■ **PROBLEM DETAILS**: Print the line that contains "panel is with a bounding box." and every line that follows it in the data below, ending with the final line; include nothing else.

Text-to-region grounding data
########################################
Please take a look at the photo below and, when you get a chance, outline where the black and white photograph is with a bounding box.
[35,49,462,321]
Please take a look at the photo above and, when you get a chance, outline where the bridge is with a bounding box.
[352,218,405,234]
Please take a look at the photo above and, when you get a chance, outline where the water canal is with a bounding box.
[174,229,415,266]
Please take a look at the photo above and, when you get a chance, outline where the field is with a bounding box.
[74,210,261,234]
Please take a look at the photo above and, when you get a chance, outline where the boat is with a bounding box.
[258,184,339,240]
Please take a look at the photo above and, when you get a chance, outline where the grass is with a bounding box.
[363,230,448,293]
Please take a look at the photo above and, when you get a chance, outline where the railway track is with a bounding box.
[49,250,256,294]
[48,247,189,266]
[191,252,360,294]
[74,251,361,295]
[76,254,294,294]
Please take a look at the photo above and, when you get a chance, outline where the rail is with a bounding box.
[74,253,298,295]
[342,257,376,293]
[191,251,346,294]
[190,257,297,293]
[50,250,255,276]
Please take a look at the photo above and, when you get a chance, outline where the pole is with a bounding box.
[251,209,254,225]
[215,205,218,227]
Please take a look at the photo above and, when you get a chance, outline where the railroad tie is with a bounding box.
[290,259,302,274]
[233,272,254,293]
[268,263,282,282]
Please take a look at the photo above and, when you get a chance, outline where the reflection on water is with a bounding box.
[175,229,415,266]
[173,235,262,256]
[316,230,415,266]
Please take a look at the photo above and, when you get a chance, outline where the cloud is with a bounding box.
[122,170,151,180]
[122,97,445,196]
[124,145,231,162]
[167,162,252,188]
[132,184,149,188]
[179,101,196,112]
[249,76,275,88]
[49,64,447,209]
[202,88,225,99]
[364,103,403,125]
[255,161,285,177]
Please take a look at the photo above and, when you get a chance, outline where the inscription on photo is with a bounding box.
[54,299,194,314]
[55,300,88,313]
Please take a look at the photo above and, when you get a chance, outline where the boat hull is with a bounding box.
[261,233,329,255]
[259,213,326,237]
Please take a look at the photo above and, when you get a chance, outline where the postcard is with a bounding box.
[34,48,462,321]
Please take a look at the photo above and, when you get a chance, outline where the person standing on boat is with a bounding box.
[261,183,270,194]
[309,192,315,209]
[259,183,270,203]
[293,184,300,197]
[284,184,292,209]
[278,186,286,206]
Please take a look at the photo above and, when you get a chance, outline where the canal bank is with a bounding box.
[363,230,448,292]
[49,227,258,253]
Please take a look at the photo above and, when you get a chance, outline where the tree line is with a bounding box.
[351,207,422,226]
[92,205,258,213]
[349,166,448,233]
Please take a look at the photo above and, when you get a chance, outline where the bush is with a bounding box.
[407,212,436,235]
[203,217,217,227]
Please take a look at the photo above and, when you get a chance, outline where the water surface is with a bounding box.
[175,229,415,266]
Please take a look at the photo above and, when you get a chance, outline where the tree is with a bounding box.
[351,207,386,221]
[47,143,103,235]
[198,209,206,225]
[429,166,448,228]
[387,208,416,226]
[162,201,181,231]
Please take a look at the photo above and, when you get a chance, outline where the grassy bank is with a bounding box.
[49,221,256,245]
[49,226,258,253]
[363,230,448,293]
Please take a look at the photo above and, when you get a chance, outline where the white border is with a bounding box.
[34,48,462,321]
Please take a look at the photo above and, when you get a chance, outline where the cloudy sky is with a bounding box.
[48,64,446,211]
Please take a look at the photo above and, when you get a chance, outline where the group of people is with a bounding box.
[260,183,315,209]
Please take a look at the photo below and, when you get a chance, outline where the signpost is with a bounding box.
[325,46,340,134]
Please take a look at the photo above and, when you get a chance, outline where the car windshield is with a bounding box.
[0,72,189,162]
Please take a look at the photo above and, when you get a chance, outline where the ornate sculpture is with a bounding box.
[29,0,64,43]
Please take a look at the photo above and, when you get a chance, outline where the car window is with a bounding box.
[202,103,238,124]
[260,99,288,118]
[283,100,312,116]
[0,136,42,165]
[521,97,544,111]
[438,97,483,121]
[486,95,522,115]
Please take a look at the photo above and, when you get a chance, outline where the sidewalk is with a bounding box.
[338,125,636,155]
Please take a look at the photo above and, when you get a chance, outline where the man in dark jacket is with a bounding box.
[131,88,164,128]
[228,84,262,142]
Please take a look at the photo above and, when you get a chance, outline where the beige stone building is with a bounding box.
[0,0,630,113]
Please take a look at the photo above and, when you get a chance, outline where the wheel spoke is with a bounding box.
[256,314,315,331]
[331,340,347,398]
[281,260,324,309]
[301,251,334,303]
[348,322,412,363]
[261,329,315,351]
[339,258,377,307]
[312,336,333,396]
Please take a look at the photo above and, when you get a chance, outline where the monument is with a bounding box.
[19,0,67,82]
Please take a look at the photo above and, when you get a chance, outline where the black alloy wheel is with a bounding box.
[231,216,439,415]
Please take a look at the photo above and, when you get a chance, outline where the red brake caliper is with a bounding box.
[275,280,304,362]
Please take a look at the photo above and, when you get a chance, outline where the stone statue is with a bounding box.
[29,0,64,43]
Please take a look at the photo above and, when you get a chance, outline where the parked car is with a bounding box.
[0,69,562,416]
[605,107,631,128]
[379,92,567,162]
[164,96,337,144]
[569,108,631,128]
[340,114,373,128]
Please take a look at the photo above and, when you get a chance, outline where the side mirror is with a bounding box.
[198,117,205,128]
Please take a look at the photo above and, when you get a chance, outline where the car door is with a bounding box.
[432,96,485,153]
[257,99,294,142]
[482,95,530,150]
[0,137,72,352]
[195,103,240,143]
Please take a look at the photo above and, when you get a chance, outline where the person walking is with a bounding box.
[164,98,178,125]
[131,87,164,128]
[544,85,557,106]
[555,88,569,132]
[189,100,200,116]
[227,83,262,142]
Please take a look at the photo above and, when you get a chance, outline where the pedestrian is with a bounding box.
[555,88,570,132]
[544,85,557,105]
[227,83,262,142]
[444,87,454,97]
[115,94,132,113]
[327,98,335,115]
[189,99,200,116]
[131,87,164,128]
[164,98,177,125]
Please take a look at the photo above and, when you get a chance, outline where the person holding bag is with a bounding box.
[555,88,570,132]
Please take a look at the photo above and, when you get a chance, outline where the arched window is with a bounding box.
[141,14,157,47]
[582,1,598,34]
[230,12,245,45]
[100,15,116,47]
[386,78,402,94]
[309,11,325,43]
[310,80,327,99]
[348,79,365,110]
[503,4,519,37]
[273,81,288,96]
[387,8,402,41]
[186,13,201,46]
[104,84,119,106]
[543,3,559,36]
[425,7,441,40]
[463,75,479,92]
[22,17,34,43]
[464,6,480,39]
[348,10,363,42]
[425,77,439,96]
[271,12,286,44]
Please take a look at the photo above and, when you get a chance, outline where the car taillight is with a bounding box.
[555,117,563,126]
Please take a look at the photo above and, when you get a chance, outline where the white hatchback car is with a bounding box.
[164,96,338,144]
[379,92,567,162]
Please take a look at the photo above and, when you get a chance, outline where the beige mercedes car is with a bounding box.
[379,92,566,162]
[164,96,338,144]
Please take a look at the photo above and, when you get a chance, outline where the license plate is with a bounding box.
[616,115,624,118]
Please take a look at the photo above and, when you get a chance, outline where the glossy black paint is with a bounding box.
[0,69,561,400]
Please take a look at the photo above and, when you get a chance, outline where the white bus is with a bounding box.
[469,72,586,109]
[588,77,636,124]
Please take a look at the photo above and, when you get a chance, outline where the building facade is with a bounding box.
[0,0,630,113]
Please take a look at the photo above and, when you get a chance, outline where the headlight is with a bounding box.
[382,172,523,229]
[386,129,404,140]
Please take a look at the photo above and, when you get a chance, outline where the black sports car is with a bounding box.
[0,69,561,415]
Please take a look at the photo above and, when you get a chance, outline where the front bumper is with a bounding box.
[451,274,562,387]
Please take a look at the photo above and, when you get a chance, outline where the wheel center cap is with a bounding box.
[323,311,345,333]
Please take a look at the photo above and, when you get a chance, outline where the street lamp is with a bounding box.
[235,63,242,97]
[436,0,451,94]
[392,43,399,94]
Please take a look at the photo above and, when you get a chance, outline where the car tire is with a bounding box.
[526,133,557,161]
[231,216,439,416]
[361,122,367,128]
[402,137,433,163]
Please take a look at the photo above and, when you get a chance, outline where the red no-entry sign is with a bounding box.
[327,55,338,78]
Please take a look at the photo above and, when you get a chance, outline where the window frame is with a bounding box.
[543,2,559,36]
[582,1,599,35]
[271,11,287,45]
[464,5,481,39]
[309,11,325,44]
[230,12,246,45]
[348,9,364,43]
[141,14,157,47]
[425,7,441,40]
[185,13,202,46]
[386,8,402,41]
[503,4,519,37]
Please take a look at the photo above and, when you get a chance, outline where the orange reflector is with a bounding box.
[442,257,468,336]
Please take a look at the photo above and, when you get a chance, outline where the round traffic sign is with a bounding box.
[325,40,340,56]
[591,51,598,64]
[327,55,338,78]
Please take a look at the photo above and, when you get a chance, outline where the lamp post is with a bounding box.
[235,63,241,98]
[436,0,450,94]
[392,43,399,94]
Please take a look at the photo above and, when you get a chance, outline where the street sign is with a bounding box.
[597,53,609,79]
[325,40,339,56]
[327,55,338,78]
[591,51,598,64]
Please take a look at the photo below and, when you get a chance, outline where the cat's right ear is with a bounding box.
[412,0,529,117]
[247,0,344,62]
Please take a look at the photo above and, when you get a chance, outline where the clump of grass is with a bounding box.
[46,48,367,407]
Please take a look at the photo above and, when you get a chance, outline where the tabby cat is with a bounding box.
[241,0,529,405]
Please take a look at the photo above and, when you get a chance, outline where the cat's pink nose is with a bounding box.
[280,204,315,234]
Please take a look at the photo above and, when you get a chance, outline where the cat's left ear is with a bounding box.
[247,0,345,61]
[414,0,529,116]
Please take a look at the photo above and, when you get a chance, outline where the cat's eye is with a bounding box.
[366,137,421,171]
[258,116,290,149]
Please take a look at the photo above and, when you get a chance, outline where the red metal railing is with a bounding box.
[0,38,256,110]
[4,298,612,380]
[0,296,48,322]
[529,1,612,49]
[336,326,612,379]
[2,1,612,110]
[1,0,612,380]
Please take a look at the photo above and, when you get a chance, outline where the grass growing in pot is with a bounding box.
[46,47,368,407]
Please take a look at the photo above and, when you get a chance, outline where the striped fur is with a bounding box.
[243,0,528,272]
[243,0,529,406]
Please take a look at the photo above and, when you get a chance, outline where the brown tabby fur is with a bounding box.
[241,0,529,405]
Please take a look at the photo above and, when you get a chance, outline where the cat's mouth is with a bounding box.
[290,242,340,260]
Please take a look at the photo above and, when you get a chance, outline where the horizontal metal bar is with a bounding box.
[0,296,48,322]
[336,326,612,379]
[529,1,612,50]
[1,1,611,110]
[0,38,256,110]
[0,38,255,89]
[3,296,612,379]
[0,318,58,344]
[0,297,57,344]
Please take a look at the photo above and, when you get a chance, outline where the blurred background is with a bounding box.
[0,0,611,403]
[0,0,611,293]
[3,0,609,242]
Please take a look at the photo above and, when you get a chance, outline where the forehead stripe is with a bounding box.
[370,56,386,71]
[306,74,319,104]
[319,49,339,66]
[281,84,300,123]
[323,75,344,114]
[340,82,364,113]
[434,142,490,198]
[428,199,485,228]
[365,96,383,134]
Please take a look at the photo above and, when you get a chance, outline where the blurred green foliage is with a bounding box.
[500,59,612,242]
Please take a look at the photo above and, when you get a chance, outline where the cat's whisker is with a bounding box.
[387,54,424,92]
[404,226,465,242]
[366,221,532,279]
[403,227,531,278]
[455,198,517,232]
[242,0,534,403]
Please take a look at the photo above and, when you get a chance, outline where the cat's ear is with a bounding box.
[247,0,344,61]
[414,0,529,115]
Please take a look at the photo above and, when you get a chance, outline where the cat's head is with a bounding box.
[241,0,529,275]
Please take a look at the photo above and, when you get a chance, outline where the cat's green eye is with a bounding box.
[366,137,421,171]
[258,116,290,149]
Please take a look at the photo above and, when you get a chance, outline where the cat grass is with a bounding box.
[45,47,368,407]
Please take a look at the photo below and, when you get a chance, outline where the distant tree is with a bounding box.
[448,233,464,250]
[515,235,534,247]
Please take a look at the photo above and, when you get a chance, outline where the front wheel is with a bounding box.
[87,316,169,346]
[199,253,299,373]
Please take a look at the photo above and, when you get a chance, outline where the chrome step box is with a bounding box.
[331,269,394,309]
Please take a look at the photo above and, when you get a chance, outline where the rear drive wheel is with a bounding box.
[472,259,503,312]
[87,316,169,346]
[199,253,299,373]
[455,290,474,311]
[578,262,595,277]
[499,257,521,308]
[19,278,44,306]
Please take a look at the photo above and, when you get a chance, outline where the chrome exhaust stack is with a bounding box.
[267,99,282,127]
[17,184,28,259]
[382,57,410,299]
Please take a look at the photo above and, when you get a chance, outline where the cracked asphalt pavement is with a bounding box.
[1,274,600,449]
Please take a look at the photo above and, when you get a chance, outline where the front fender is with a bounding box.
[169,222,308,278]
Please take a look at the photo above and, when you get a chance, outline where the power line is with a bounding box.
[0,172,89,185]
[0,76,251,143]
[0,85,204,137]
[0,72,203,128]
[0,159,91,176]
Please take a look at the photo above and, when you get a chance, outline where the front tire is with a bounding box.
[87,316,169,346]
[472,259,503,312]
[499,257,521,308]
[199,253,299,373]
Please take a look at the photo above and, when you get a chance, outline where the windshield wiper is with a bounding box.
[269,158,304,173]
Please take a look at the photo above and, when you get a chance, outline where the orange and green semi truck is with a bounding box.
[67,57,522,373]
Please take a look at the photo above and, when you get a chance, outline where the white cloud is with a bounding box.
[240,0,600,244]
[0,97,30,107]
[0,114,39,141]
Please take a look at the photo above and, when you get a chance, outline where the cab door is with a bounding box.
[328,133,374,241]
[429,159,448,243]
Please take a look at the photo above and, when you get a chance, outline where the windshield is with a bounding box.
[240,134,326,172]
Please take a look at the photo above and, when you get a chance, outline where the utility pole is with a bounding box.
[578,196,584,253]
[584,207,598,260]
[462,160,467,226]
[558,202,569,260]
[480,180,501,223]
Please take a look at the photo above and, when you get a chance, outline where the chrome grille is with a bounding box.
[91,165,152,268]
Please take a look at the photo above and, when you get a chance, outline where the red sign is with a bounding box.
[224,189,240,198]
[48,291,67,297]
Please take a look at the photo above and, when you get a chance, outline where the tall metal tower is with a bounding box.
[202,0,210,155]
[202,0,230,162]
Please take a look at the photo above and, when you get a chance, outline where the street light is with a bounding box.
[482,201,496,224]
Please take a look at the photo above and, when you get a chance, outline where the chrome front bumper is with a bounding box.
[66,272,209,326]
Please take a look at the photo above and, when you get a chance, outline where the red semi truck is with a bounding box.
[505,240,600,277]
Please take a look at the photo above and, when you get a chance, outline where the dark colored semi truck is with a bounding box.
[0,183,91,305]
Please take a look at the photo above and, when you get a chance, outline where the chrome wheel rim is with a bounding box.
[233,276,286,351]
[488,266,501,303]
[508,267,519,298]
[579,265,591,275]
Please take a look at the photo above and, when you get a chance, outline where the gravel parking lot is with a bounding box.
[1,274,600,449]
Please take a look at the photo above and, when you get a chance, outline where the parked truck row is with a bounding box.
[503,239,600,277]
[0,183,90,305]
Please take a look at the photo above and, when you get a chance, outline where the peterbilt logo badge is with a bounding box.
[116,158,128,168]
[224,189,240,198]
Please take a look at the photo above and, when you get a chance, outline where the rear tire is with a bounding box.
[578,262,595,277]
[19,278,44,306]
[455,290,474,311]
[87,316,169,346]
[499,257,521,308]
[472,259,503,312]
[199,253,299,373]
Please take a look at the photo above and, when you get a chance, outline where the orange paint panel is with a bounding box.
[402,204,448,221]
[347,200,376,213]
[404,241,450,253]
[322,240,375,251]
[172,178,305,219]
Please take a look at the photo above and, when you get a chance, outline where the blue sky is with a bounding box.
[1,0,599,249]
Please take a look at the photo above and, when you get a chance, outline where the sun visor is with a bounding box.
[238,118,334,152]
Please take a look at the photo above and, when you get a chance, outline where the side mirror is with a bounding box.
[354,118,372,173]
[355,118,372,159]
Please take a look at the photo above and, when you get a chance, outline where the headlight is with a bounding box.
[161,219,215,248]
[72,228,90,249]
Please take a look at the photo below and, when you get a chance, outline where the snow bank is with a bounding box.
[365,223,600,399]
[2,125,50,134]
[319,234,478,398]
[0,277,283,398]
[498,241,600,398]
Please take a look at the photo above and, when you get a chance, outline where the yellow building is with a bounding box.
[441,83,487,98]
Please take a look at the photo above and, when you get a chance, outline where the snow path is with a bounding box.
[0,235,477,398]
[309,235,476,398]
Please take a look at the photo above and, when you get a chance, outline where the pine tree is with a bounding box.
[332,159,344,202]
########################################
■ **RESULT**:
Please take a look at the photo above and, when you get a chance, outline where the orange paint panel is with a bounding box.
[402,204,448,221]
[347,200,376,213]
[404,241,450,253]
[322,240,375,251]
[172,178,305,219]
Please take a look at the photo above and, when you get a chance, outline where the blue sky is with a bounding box.
[1,0,599,249]
Please take a look at the photo above and, when you get a chance, outline where the sun visor is with a bounding box.
[238,118,334,152]
Please take a look at the photo above and, when you get a chance, outline where the side mirror is with a bounding box.
[354,118,372,173]
[355,118,372,159]
Please take a look at the photo above and, when you get a chance, outline where the headlight is with a bounding box.
[161,219,215,248]
[72,228,90,249]
Please take a look at the photo below and, when you get a chance, outline where the snow bank is with a bounding box.
[365,223,600,399]
[2,125,50,134]
[319,234,478,398]
[0,277,283,398]
[498,241,600,398]
Please take a look at the photo above and, when you get a chance, outline where the yellow building is with a bounding box.
[441,83,487,98]
Please take a look at the photo above and, when you get a chance, outline where the snow path is with a bounding box.
[0,235,477,398]
[309,235,476,398]
Please take a look at the photo above and, when you get a chance, outline where the pine tree is with a bounding box.
[332,159,344,202]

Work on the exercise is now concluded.